╔══

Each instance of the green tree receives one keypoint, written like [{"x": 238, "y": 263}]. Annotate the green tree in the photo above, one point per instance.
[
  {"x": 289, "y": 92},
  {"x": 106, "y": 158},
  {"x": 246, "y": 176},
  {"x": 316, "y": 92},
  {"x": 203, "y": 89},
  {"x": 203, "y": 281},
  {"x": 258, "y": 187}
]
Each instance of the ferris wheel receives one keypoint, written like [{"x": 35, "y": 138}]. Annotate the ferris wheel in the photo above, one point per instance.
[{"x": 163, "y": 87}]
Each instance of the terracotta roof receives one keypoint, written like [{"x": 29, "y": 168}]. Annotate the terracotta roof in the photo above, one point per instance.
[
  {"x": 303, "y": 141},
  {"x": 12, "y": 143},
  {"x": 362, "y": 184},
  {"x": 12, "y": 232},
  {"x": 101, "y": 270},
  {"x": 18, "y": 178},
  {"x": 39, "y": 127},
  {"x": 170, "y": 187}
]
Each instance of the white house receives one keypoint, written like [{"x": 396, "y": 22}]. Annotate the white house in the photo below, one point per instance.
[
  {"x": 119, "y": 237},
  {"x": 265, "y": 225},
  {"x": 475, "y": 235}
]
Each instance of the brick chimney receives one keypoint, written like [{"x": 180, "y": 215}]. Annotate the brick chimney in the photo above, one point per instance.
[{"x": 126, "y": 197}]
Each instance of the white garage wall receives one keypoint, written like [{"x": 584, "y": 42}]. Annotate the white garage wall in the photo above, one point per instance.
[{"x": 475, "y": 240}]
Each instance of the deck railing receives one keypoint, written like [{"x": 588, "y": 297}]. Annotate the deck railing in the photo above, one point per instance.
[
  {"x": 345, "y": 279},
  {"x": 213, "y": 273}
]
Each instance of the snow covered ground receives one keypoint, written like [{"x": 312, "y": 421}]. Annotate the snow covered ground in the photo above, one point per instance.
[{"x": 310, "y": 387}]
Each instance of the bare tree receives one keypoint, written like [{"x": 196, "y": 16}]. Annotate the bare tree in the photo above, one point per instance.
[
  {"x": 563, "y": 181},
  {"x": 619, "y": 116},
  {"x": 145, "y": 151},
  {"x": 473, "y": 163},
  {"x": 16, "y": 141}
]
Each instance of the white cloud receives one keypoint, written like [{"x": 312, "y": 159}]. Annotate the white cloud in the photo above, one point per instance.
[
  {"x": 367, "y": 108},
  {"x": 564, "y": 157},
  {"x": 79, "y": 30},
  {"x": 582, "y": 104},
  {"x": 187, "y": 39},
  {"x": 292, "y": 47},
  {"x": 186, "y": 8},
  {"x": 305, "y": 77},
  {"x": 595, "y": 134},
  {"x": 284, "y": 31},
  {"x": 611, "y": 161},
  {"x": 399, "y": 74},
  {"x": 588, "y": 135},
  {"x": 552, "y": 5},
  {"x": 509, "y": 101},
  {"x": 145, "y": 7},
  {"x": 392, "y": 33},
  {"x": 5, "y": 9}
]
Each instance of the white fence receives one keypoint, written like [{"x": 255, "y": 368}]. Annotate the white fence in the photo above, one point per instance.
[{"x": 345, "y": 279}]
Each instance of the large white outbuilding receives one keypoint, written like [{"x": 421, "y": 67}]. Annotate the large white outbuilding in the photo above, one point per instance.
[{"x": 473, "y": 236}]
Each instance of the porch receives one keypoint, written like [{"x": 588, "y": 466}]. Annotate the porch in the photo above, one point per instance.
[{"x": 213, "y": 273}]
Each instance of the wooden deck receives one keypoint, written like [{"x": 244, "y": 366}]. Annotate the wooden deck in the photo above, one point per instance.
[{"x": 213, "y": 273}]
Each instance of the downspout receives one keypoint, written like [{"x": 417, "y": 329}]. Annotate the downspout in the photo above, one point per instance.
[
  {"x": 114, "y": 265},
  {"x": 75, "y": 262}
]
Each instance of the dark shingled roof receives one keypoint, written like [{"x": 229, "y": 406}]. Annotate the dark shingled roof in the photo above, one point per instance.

╚══

## Task details
Please give every entry again, precisely as it appears.

## Answer section
Each instance of the green tree receives one keypoint, written like [{"x": 238, "y": 263}]. Annotate the green tree in the photo above, one point per instance.
[
  {"x": 289, "y": 92},
  {"x": 106, "y": 158},
  {"x": 246, "y": 176},
  {"x": 316, "y": 92},
  {"x": 203, "y": 89},
  {"x": 203, "y": 281},
  {"x": 258, "y": 187}
]
Each instance of the ferris wheel receives one keypoint, written like [{"x": 35, "y": 138}]. Annotate the ferris wheel in the photo above, one point per instance.
[{"x": 163, "y": 87}]
Each instance of the terracotta roof receives one keypoint, written like [{"x": 29, "y": 168}]. Annotate the terracotta roof in the photo above, one point per instance.
[
  {"x": 303, "y": 141},
  {"x": 12, "y": 143},
  {"x": 362, "y": 184},
  {"x": 12, "y": 232},
  {"x": 101, "y": 270},
  {"x": 18, "y": 178},
  {"x": 39, "y": 127},
  {"x": 170, "y": 187}
]
Each instance of the white house receives one keypoint, written like [{"x": 396, "y": 22}]. Annotate the white house in the photo below, one point per instance.
[
  {"x": 119, "y": 237},
  {"x": 265, "y": 225},
  {"x": 475, "y": 235}
]
Each instance of the brick chimney receives one keypoint, written like [{"x": 180, "y": 215}]. Annotate the brick chimney in the photo above, one point per instance.
[{"x": 126, "y": 197}]
Each instance of the white garage wall receives one keypoint, written like [{"x": 584, "y": 42}]. Annotate the white garage wall in the photo above, one point per instance.
[{"x": 475, "y": 240}]
Each instance of the deck railing receives one keypoint, written like [{"x": 588, "y": 297}]. Annotate the deck railing in the photo above, one point per instance.
[
  {"x": 345, "y": 279},
  {"x": 213, "y": 273}
]
Each instance of the snow covered ground receives one keypoint, written like [{"x": 312, "y": 421}]. Annotate the snow covered ground in the photo above, one point per instance.
[{"x": 310, "y": 387}]
Each instance of the bare tree receives one keypoint, written like [{"x": 196, "y": 16}]. Annotate the bare tree in the photo above, one point per instance.
[
  {"x": 563, "y": 181},
  {"x": 619, "y": 116},
  {"x": 145, "y": 151},
  {"x": 473, "y": 163},
  {"x": 16, "y": 141}
]
Each instance of the white cloud receives one keypoint, written like [{"x": 312, "y": 159}]. Annotate the white cloud in the photo above, one point per instance.
[
  {"x": 367, "y": 108},
  {"x": 564, "y": 157},
  {"x": 79, "y": 30},
  {"x": 582, "y": 104},
  {"x": 187, "y": 39},
  {"x": 292, "y": 47},
  {"x": 186, "y": 8},
  {"x": 305, "y": 77},
  {"x": 595, "y": 134},
  {"x": 284, "y": 31},
  {"x": 611, "y": 161},
  {"x": 399, "y": 74},
  {"x": 588, "y": 135},
  {"x": 552, "y": 5},
  {"x": 509, "y": 101},
  {"x": 145, "y": 7},
  {"x": 392, "y": 33},
  {"x": 5, "y": 9}
]
Each instance of the white fence receives one keypoint, written like [{"x": 255, "y": 368}]. Annotate the white fence in the photo above, one point per instance.
[{"x": 345, "y": 279}]
Each instance of the large white outbuilding receives one keypoint, written like [{"x": 421, "y": 67}]. Annotate the large white outbuilding in the photo above, one point per instance.
[{"x": 473, "y": 236}]
Each instance of the porch receives one keypoint, written like [{"x": 588, "y": 466}]. Annotate the porch in the photo above, one point per instance.
[{"x": 213, "y": 273}]
Each instance of the wooden deck receives one keypoint, written like [{"x": 244, "y": 366}]. Annotate the wooden deck in the photo above, one point per instance.
[{"x": 213, "y": 273}]
Each instance of the downspout receives one keypoint, written like [{"x": 417, "y": 329}]. Annotate the downspout in the photo above, one point per instance.
[
  {"x": 114, "y": 265},
  {"x": 75, "y": 262}
]
Each instance of the dark shingled roof receives one keypoint, written like [{"x": 229, "y": 406}]. Annotate the dark shingled roof in the photo above, one point per instance.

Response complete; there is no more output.